- EXTRACT PROVIDED
"""

5.08.2017
Elon Musk has shared a new animation created by SpaceX to demonstrate the planned launch process for its Falcon Heavy rocket, which it hopes to test fly for the first time this coming November. The animation depicts launch of the three-booster heavy rocket, separation of the first and second stages, and the return flight and landing of the three booster cores used to get the rocket to space.
This is, of course, an idealized look at what SpaceX would like to happen when it launches the Falcon Heavy, if all goes well; the reality isn’t likely to match up with this concept simulation, at least at first.
Even Musk himself has been hedging heavily about the chances of the first Falcon Heavy flight’s success. In the caption for today’s Instagram post, for instance, he said that there is a “Lot that can go wrong in the November launch,” and he said during a fireside chat at this year’s ISS R&D space science conference that SpaceX will consider themselves lucky if the rocket clears the launch facility before anything goes really wrong.

"""

- GIVEN PROBLEM 1
Reproduce the passage of the Falcon Heavy article starting at "This is, of" and ending at "goes really wrong.".
- GIVEN PROBLEM 2
According to the Falcon Heavy article, when does SpaceX hope to test fly the rocket for the first time?
You won't need the rows that follow the Falcon Heavy article.

- MATERIAL SHOWN
"""

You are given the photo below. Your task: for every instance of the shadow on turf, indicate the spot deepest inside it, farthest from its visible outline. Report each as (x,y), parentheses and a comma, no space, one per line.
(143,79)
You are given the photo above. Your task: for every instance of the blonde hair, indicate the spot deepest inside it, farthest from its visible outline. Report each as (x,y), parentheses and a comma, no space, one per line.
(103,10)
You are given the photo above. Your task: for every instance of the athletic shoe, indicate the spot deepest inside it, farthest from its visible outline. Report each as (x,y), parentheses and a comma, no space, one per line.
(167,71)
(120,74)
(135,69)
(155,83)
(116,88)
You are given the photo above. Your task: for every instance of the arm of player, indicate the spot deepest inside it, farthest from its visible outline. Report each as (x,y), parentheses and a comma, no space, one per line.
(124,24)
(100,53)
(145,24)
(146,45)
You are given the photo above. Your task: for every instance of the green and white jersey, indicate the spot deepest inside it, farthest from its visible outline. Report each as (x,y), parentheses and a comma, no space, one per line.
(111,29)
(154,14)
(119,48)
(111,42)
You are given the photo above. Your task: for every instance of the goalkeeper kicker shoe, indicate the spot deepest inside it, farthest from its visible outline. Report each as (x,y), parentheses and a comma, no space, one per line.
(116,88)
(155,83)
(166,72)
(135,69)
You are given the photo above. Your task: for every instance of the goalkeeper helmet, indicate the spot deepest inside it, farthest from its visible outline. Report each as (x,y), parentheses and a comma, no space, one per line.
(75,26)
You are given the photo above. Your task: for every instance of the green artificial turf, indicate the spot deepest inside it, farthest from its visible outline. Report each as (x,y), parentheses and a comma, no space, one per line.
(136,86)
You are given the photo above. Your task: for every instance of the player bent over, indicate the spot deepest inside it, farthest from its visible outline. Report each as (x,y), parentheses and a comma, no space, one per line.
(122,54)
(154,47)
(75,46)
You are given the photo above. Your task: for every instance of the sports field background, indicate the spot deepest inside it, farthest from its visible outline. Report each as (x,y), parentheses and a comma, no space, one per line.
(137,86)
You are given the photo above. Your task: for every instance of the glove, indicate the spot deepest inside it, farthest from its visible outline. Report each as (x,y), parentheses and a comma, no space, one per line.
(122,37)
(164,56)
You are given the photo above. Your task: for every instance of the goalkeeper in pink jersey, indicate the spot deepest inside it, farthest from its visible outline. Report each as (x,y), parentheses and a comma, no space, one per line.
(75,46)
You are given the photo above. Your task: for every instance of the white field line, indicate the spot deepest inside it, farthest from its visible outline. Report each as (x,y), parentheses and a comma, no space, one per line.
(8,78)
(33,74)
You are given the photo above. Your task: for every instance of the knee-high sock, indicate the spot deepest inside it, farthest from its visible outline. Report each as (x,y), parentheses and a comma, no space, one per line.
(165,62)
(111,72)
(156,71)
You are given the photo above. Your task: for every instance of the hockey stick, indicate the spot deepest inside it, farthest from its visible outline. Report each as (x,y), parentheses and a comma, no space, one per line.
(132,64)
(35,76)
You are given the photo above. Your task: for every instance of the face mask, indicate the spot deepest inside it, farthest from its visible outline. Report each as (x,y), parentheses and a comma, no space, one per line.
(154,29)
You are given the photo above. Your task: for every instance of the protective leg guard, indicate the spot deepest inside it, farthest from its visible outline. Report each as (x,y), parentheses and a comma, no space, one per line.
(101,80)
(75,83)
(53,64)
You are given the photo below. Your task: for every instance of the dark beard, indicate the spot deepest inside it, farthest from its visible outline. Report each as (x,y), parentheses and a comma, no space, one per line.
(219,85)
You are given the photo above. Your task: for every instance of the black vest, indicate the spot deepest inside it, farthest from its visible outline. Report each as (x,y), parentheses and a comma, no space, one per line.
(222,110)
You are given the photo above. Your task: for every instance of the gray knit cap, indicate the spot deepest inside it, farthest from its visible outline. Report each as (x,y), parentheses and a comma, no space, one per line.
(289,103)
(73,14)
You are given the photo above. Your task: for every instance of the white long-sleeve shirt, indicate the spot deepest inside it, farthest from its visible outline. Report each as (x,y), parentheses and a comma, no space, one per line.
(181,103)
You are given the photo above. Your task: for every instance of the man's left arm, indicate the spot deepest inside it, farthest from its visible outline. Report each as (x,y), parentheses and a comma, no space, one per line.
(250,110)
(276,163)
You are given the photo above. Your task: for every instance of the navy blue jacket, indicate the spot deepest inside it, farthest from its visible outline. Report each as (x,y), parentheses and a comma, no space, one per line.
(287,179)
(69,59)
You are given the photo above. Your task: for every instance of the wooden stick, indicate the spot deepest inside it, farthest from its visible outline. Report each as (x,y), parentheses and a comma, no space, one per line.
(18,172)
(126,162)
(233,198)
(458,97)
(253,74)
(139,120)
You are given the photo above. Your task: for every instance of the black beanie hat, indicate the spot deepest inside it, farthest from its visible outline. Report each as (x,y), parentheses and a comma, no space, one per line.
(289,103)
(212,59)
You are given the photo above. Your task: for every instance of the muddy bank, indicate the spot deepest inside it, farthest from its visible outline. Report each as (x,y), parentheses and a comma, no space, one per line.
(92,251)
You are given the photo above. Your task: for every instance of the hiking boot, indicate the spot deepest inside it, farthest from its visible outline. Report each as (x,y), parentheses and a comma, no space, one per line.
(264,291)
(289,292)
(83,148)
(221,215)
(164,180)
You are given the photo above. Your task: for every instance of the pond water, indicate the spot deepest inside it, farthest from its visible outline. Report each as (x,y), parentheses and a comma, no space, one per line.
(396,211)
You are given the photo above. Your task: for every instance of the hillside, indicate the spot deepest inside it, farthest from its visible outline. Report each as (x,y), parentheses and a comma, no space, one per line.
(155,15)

"""

- FULL SOLUTION 1
This is, of course, an idealized look at what SpaceX would like to happen when it launches the Falcon Heavy, if all goes well; the reality isn’t likely to match up with this concept simulation, at least at first.
Even Musk himself has been hedging heavily about the chances of the first Falcon Heavy flight’s success. In the caption for today’s Instagram post, for instance, he said that there is a “Lot that can go wrong in the November launch,” and he said during a fireside chat at this year’s ISS R&D space science conference that SpaceX will consider themselves lucky if the rocket clears the launch facility before anything goes really wrong.

- FULL SOLUTION 2
This coming November.